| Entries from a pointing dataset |
----------

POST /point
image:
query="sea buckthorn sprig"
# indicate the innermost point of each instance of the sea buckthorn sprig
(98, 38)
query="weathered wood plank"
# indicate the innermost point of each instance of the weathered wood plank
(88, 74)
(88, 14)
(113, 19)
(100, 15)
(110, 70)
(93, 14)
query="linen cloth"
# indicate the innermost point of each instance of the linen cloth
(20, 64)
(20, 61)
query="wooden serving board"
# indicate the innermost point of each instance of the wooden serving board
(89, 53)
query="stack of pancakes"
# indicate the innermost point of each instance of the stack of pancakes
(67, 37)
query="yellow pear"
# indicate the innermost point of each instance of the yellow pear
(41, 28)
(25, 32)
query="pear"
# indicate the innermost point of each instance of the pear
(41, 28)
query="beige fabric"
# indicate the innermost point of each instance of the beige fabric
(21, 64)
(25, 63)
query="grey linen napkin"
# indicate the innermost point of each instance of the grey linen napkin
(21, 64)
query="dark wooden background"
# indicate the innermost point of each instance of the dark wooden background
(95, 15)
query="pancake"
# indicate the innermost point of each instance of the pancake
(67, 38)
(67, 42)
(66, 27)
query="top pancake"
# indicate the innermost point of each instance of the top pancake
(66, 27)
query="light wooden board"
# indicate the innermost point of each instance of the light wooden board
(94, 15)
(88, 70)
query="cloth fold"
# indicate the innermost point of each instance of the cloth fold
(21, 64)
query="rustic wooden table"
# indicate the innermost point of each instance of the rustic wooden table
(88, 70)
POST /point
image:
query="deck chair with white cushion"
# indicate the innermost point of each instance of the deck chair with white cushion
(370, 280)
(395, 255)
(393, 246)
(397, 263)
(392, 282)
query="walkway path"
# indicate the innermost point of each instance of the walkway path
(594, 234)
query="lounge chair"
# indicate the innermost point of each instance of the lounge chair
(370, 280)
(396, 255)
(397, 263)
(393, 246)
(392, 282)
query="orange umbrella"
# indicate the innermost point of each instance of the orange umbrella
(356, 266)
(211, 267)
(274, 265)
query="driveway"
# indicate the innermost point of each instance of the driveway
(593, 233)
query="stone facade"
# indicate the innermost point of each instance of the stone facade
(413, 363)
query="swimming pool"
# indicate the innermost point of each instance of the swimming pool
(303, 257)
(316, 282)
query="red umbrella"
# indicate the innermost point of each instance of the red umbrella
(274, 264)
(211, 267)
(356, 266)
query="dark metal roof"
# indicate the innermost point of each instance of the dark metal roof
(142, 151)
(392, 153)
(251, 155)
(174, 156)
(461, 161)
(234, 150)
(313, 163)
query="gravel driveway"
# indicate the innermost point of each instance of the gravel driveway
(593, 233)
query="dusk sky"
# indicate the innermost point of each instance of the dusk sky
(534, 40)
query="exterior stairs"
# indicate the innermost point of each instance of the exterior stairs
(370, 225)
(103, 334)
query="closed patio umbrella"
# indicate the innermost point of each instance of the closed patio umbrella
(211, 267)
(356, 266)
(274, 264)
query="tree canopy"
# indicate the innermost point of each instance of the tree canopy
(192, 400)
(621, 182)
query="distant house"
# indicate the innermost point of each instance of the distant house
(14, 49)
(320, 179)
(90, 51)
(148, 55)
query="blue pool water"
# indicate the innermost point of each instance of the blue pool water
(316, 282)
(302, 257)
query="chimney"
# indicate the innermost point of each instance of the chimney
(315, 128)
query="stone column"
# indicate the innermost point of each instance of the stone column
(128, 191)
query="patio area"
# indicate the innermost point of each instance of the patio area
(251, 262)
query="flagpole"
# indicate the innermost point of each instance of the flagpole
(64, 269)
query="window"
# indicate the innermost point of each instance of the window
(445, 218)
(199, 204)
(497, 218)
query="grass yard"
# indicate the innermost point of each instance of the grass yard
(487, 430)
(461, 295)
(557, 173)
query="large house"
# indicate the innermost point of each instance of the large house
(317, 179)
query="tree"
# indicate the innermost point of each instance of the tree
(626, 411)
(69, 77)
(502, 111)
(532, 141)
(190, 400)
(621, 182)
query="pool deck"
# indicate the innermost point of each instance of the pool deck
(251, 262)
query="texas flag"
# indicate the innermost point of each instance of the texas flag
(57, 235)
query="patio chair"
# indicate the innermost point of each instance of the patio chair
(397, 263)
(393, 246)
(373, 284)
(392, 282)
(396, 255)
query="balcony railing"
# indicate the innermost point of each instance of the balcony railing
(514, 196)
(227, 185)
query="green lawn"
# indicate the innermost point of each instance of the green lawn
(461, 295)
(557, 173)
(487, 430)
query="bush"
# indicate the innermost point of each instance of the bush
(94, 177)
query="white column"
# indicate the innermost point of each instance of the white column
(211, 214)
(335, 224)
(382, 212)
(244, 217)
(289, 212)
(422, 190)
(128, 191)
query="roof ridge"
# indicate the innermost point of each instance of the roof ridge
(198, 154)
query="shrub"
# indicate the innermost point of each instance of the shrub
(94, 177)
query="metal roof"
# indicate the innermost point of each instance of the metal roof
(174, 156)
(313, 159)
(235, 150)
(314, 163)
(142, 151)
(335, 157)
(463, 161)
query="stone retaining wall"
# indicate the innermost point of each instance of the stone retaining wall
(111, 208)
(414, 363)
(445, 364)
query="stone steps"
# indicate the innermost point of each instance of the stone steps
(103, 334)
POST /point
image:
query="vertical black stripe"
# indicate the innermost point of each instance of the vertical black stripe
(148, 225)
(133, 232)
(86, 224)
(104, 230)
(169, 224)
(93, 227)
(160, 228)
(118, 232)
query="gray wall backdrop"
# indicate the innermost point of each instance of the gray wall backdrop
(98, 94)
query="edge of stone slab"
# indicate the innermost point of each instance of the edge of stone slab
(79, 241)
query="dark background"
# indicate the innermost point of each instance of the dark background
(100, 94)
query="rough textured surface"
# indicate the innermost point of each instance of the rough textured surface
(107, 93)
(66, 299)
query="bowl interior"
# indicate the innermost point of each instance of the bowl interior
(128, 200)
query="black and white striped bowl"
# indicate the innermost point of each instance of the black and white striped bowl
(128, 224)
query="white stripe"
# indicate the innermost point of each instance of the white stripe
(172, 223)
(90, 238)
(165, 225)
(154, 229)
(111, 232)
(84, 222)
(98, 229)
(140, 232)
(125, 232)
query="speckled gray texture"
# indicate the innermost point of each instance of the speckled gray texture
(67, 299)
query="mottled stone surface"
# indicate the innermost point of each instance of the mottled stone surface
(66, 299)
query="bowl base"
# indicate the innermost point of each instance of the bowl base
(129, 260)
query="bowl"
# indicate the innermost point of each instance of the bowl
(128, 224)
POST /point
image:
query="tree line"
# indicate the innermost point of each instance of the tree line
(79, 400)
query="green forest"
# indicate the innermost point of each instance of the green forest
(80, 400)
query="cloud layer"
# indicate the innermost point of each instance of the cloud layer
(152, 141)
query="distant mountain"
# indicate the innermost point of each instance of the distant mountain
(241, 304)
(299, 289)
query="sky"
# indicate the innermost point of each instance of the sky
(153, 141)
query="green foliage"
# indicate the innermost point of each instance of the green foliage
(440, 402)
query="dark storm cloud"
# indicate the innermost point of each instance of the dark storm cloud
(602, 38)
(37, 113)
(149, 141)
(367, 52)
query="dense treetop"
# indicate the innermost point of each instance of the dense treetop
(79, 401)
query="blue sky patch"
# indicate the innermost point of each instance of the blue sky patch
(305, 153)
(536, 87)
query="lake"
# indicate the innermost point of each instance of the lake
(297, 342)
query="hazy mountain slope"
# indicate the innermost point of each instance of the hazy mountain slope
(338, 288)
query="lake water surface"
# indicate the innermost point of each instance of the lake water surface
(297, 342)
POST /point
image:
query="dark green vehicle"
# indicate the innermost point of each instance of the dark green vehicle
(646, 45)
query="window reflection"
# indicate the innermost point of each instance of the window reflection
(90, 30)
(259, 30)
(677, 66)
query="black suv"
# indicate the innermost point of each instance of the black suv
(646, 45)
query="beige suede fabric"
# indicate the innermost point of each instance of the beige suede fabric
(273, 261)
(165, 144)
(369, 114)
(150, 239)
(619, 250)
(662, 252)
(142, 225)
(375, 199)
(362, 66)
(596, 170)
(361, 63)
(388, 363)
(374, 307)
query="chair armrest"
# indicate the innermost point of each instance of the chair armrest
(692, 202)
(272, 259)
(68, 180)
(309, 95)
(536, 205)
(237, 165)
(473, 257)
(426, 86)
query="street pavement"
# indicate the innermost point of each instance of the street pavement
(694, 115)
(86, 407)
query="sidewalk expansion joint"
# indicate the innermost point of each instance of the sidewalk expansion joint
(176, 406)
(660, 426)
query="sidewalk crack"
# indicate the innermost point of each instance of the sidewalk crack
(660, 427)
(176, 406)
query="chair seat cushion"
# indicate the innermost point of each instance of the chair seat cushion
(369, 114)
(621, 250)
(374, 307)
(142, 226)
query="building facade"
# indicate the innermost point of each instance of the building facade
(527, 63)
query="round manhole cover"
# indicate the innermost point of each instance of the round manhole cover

----------

| Exercise details |
Gather every line in the rows above that contains the word "reflection". Case counts.

| Written solution |
query="window reflection"
# indicate the innermost point of each instance of the window reflection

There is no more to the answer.